--- Quoted text ---

Now imagine that we could see a similar boom in analytics. We could predict what insights we want to derive from our data, and we would see them nicely visualized. I want to dedicate the remainder of this article to this proposition.
I will discuss natural language querying (NLQ), its application in analytics, existing solutions, and their pros and cons. After all this, I would like to propose a simple NLQ approach in analytics and discuss the future of (not only) NLQ in analytics.
What Does NLQ Bring to Analytics?
We can define natural language querying as converting natural language description into a query (e.g., SQL). NLQ can simplify analytics – by using natural language description instead of an SQL statement. It might sound like the target audience is business users unfamiliar with SQL, but that does not have to be necessarily true. Natural language is a universal language we have all been learning since childhood, and we can all benefit from being able to use it.
Thanks to NLQ, we can bring analytics to more users and make it more user-friendly. Most companies use MS Teams, Slack, etc., for communication. As a user who wants to share a data visualization or a dashboard, I need to go to the analytics application, export or screenshot the visualization or dashboard and then send it to my colleagues. With the help of NLQ, we're paving the way for tools like messaging bots that will let you create or access data visualizations using messaging tools.
The last benefit I would like to mention is maintainability. Using natural language could bring self-documentation – storing natural language query as semantic property to a requested object. The typical approach is to separate documentation into other semantic properties (e.g., title, description). It could help with faster onboarding of people who see the data visualization for the first time – they would see what queries/questions are answered with it.
Thinking of NLQ as a generator of SQL from natural language descriptions in modern analytics tools seems wrong. The reason is that modern analytics tools do not execute SQL queries directly but instead use a semantic layer with their representations (languages) instead. Therefore, we would like to utilize the semantic layer and build natural language querying on top of it. The main benefit of this approach is that building NLQ on top of the semantic layer should be more straightforward than building NLQ directly on top of a database.
How Is NLQ Used Today?
At the time of writing this article, when I searched for "analytics nlq", the most relevant results were implementations from Sisense and Yellowfinbi. Of course, we can also find implementations backed by big companies such as Power BI and Tableau as well.
These utilizations are closed approaches (closed source) – we cannot, or we can only partly modify, change, or customize the logic behind NLQ, and we do not see what is happening under the hood. The critical thing to note is that BI tools providing NLQ support put themselves as “experts” on NLQ. I believe BI tools should focus primarily on analytics and leave the NLQ to someone who understands it better. As a result, these approaches become counterproductive.
Let us have a look at how the drawbacks above could be handled. GoodData is based on headless BI analytical architecture, which decouples the analytical backend from the presentation layer – it exposes the semantic layer using REST APIs, JDBC, SDKs, etc. Headless BI gives us the power to reuse analytics in other applications or tools (for example ML/AI platforms, BI tools, notebooks) and yet it lets us keep heavy computation on the analytics backend. I explored the power of headless BI many times, and if you are keen to learn more, look at my other articles (How To Automate Your Statistical Data Analysis, How To Maintain ML-Analytics Cycle With Headless BI?). In the following chapter, I want to explore an implementation of NLQ on top of GoodData.

--- Excerpted data ---

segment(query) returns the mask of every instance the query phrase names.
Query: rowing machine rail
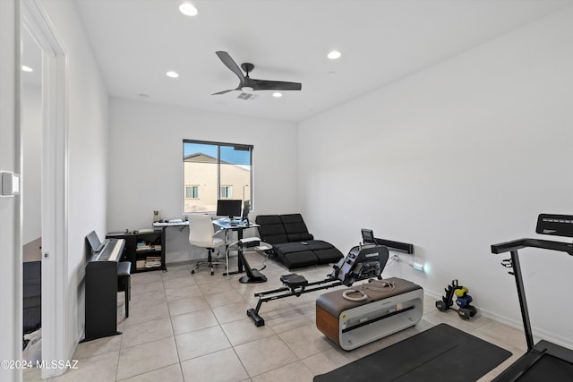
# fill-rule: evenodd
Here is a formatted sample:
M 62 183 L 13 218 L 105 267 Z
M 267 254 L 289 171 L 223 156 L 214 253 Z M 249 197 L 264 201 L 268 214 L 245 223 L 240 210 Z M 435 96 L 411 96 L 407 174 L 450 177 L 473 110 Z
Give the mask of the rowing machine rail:
M 254 293 L 255 297 L 259 297 L 259 301 L 256 308 L 247 310 L 247 316 L 252 318 L 256 327 L 262 327 L 265 320 L 259 315 L 259 311 L 263 302 L 291 296 L 300 297 L 304 293 L 335 286 L 351 286 L 356 281 L 368 278 L 381 279 L 388 258 L 386 247 L 359 245 L 350 250 L 344 259 L 334 265 L 333 271 L 323 280 L 309 283 L 306 278 L 297 274 L 283 275 L 280 281 L 285 286 Z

---

» **What to do**
1. Which NLQ implementations does the natural language querying article name in its section "How Is NLQ Used Today?"?
2. Reproduce the natural language querying article word for word from "Now imagine that" to "to this proposition.".
3. Take the natural language querying article further, starting from where it stops.

» **Answers for the exercise**
1. Sisense, Yellowfinbi, Power BI, Tableau

2.
Now imagine that we could see a similar boom in analytics. We could predict what insights we want to derive from our data, and we would see them nicely visualized. I want to dedicate the remainder of this article to this proposition.

3.
Build a Simple NLQ on the Top of the Semantic Layer
The goal of this chapter is not to propose/implement the NLQ solution itself, rather it is to introduce a trivial integration of the semantic layer with the NLQ solution. I will not comment on the implementation of NLQ on the top of the semantic layer itself in this article. I would like to write a follow-up article that will be purely dedicated to this implementation.
Let me first define the goal we want to reach. We want to build a simple NLQ on top of our running instance of GoodData (self-hosted or cloud) with defined metrics, visualizations, and dashboards. For the sake of simplicity, let us work only with existing metrics.
Thanks to the semantic layer, we find ourselves in a JOIN-free world. We do not need knowledge about tables, the analytics engine takes care of that for us. We cannot forget the power of metrics that are available to us. Metrics define only aggregation without context (an alternative name for context is dimensionality). Thanks to metrics, we also find ourselves in a GROUP BY-free world.
We saw that utilization of the semantic layer enormously simplifies our work. We need to propose the implementation of NLQ. Let's offer something similar to Yellowfinbi's solution. The goal is not to present the best NLQ for analytics but to show the benefits of the semantic layer.
An essential part of NLQ implementation is listing attributes, facts, and metrics. Thanks to the semantic layer, we can access attributes and facts in the semantic model and metrics in the analytics model. NLQ aims to show data visualization to the user. We can think of data visualization as a combination of attributes, facts, and metrics. Let us expect that our natural language query engine returns such a combination, and we want to validate if such a combination is valid or not, or if the user can add more things to the data visualization. We can use GoodData's validObjects as a primitive implementation of suggesting semantically correct entities in the current context. I am convinced that such a feature is essential for implementing NLQ on the top of the semantic layer.
Let us look at the difference between implementing NLQ on top of the semantic layer and implementing it on top of SQL.
We have the following natural language query:
What is the revenue where the customer region is west?
Note: The revenue is quantity multiplied by the unit price of sold items.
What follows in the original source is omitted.